— Source material —
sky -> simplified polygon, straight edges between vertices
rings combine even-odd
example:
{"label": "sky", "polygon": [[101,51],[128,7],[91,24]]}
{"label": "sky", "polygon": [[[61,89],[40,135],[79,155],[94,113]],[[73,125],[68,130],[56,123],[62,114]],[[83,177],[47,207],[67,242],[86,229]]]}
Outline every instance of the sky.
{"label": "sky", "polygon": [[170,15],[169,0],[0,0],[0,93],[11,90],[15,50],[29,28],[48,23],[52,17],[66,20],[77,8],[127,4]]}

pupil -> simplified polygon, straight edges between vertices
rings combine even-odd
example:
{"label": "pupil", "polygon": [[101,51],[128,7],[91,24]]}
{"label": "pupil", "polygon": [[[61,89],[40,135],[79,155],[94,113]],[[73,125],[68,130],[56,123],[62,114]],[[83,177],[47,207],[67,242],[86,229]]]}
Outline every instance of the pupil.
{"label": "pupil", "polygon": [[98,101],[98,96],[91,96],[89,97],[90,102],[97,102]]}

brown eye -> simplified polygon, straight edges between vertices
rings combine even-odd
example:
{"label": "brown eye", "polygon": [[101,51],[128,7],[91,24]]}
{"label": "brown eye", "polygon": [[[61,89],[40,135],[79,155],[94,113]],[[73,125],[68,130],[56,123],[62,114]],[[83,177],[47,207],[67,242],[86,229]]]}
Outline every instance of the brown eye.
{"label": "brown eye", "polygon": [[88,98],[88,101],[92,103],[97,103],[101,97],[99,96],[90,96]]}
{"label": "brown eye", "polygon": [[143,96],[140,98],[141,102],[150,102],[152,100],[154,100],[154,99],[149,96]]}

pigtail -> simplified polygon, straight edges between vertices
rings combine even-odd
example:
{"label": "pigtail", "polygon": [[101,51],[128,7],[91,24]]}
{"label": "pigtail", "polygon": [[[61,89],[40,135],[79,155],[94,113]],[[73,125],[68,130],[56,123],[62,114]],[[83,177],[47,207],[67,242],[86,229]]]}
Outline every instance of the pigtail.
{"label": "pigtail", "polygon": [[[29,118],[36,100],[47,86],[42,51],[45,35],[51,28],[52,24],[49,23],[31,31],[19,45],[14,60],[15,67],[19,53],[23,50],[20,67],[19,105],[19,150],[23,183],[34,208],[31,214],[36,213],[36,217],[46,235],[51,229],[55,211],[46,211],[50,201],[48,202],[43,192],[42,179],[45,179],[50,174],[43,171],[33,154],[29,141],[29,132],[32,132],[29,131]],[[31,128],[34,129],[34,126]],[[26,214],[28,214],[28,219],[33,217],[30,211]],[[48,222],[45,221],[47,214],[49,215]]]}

— Task to complete —
Reproduce the rows verbatim, starting at the first row and ending at the line that contains "Outline every instance of the sky.", with that line included.

— Answer —
sky -> simplified polygon, straight edges between vertices
rings combine even-odd
example:
{"label": "sky", "polygon": [[101,51],[128,7],[91,24]]}
{"label": "sky", "polygon": [[[61,89],[40,135],[79,155],[94,113]],[[73,125],[68,130],[56,123],[62,114]],[[83,177],[47,207],[67,242],[86,229]]]}
Outline every instance of the sky.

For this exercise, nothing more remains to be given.